> **SHORT PROBLEM**: Copy out the listing in full, exactly as written, but not its pictures.

:: DATA EXTRACT ::

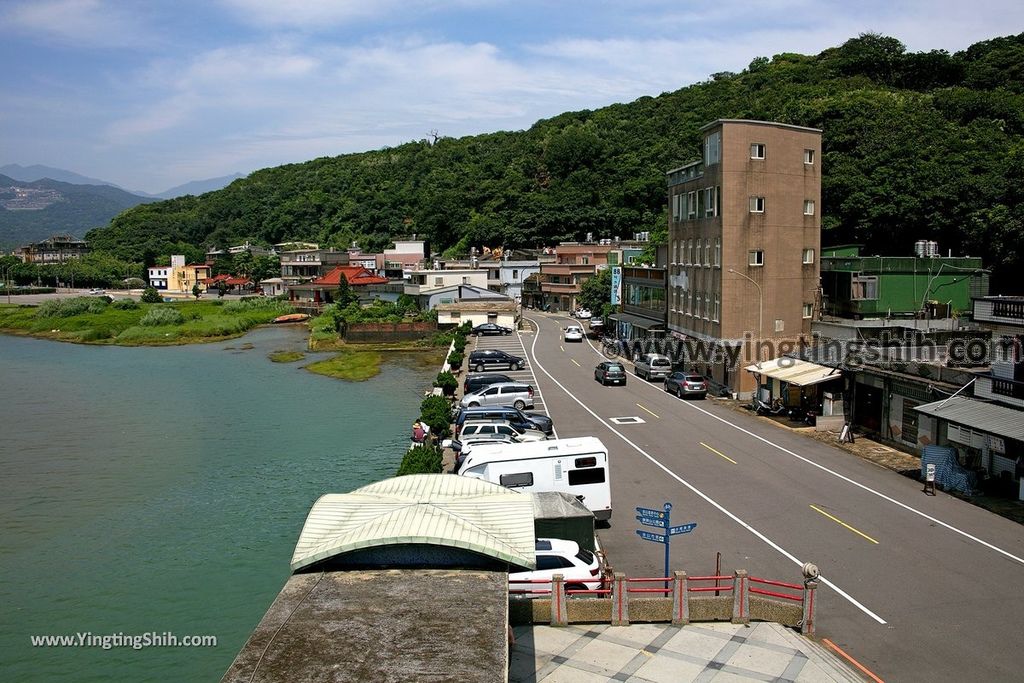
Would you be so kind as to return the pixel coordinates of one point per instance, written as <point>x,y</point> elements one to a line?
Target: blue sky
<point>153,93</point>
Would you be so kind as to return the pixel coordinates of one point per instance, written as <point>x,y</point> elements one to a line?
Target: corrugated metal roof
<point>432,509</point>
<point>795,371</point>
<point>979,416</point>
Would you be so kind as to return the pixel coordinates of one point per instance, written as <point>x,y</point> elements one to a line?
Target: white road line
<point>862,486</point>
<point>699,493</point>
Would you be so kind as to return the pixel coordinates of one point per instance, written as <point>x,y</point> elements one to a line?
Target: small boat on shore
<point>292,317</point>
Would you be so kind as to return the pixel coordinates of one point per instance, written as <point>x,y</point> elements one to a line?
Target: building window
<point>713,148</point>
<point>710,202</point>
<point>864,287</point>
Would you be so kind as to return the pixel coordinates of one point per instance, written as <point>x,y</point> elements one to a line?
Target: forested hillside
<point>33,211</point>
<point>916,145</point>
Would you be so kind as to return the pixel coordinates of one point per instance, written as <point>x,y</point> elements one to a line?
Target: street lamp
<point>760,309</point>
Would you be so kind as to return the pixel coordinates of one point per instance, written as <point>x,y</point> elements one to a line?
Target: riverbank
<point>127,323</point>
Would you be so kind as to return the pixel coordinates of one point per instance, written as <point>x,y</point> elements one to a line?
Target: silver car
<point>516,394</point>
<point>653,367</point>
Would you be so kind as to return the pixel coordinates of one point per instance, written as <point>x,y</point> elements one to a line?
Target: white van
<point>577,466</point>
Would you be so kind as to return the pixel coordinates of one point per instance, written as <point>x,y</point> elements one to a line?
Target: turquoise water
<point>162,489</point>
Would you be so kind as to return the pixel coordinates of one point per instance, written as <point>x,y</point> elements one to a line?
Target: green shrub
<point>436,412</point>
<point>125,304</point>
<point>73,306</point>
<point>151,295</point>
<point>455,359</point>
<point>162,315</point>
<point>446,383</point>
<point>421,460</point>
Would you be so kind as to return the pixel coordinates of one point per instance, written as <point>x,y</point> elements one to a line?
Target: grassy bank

:::

> **WRITTEN REPLY**:
Would you be so kind as to return the pixel coordinates of one point per instance, written as <point>x,y</point> elements one to a line?
Target: blue sky
<point>153,93</point>
Would you be so kind as to return the pixel coordinates of one point per instance, written as <point>x,y</point> elements one to a line?
Target: corrugated metal roof
<point>432,509</point>
<point>795,371</point>
<point>979,416</point>
Would you be so kind as to return the pixel coordinates of one point per instance, written as <point>x,y</point> elements one to a line?
Target: white road line
<point>862,486</point>
<point>699,493</point>
Would you be so kind as to return the pixel coordinates of one point per instance, written as <point>x,y</point> elements one to a line?
Target: small boat on shore
<point>292,317</point>
Would you be so kind as to return the pixel coordinates of one point per instance, written as <point>x,y</point> elements one to a line?
Target: building window
<point>713,148</point>
<point>710,202</point>
<point>864,287</point>
Would you be so kind as to return the pixel coordinates of one point per instance, written as <point>x,y</point> elements one to a line?
Target: forested hillside
<point>33,211</point>
<point>916,145</point>
Would you be so kind as to return the pixel coordinates of one point per instance, written as <point>x,y</point> elements one to a line?
Target: street lamp
<point>760,309</point>
Would you be so kind as to return the pixel coordinates of one point per instance, written as <point>x,y</point> elements one to a line?
Target: riverbank
<point>127,323</point>
Would you be so kind as to return the pixel coordinates of one point per instance, written as <point>x,y</point> elements one to a line?
Target: silver car
<point>516,394</point>
<point>653,367</point>
Would you be so kind as to return the pixel coordinates of one point per instance, written as <point>x,y</point> elements one to a line?
Target: white van
<point>577,466</point>
Would you be so kind as to return the pixel coordinates of one point per instance, written as <point>x,y</point> elements one to a line?
Target: turquoise water
<point>162,489</point>
Would you be so kind as to return the pixel coordinates of one point per instance, written as <point>x,y</point> elements one to a line?
Target: green shrub
<point>436,412</point>
<point>125,304</point>
<point>73,306</point>
<point>151,295</point>
<point>455,359</point>
<point>162,315</point>
<point>446,383</point>
<point>421,460</point>
Would you be so kind as to return the pixel coordinates of one point per instance, written as <point>x,y</point> elements one to a line?
Target: grassy bank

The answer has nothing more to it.